YOUR ASSIGNMENT: Wherever an image appears in the records, exclude it, and reproduce everything else exactly.

* * *

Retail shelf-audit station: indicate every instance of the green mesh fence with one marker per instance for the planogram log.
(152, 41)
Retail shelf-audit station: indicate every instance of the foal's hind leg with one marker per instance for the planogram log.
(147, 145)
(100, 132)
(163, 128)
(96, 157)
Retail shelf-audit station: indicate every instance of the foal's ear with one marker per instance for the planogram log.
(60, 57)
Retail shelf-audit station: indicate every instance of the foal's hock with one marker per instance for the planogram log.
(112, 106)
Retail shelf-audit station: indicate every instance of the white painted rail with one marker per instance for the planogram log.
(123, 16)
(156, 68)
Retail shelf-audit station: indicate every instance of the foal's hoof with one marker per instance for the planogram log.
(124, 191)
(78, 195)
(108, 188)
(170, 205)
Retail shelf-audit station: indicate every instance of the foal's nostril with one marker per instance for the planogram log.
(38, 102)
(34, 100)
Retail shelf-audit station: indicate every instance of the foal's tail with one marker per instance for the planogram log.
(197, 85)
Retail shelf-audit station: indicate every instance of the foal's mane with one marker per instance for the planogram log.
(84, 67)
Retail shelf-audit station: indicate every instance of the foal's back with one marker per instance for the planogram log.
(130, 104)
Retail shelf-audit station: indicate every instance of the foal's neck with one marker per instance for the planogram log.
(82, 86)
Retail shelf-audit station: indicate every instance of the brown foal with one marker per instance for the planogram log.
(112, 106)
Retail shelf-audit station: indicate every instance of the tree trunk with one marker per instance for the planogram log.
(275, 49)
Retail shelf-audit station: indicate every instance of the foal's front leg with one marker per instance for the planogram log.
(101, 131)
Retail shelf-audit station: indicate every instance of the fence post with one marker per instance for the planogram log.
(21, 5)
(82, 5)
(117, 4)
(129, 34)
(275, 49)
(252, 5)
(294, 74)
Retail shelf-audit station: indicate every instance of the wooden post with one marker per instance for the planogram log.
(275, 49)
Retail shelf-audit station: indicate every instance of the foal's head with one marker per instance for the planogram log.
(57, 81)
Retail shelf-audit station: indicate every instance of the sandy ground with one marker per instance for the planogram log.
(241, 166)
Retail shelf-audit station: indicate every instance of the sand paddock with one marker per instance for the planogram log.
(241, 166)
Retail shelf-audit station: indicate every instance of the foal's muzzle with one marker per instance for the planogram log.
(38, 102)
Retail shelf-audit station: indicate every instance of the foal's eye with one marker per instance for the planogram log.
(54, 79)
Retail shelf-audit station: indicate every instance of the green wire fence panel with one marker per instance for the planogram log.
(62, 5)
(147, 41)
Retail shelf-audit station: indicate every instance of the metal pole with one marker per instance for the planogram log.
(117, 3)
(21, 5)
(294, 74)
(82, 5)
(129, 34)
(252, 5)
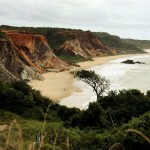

* * *

RESPONSE:
Retail shelf-audit station: indicate every instance of the green mesh fence with one marker per instance for the planogram log.
(152, 41)
Retail shelf-audit station: indicate every instance of the foal's hind leg with one marker per instance for the planogram log.
(147, 145)
(100, 132)
(163, 128)
(96, 157)
Retail shelf-audit station: indicate every instance of the foal's ear with one marker per instance for the planogram log.
(60, 57)
Retail shelf-audit station: indicate every instance of the foal's hock with one marker per instance for the planogram log.
(112, 106)
Retail shelf-audit station: indicate every instance of the white painted rail with one marker per instance for the planogram log.
(123, 16)
(156, 68)
Retail shelf-audit station: indicate every instance of the foal's hoof with one marker per instance for the planogram log.
(124, 191)
(78, 195)
(108, 188)
(170, 205)
Retail shelf-audit station: indicate every instance of the foal's nostril with one marker per instance for the planogram log.
(38, 102)
(34, 100)
Retail shelf-audit station: indicate every instance of the foal's tail with one marker per instance for the planogram log.
(197, 85)
Retail shelf-audit station: indicate every instance of the foal's mane with one marker per instance for the planogram log.
(84, 67)
Retail shelf-audit station: indicate every instance of the foal's back with one marker per instance for the planogram log.
(130, 104)
Retail shelf-audit station: indicate every instance of the foal's neck with one marker per instance for the planogram log.
(82, 86)
Retail shelf-audit station: indicate every instance of the brown foal with one marker per instance for the planogram log.
(112, 106)
Retail shelf-audit station: indicate every instance of the tree trunk with one marker per instance for the planogram log.
(275, 49)
Retail shelf-audit station: indicate every instance of the foal's front leg with one marker per instance for the planogram log.
(101, 131)
Retail shelf-audit station: indicate every instance of the fence post with one marker per instance for the planogram log.
(21, 5)
(82, 5)
(117, 4)
(129, 34)
(275, 49)
(252, 5)
(294, 74)
Retail shelf-audit station: indicate every instance of the wooden post with one marker per instance for the planogram log.
(275, 49)
Retail shelf-audit station: indicate every instance of the foal's head with one marker per instance for the planogram log.
(57, 81)
Retail shelf-audit station: indicate every instance of the sandy ground with one marker per instance for the planogram log.
(241, 166)
Retail shelf-audit station: indicate every instance of the sand paddock with one marker per instance for the planogram log.
(241, 166)
Retail shelf-audit station: indicate every instance of the foal's muzzle with one marker per instance for the planogram log.
(38, 102)
Retail shelf-audit station: indicate every instance of the foal's eye with one marker per instance for the planogram log.
(54, 79)
Retail shelf-audit station: indicate every instance of the green wire fence panel with one marker per instance for the planogram log.
(62, 5)
(147, 41)
Retail shelf-audit station: indicate every instance of the metal pole with one marker per instance for the planogram log.
(117, 3)
(21, 5)
(294, 74)
(82, 5)
(129, 34)
(252, 5)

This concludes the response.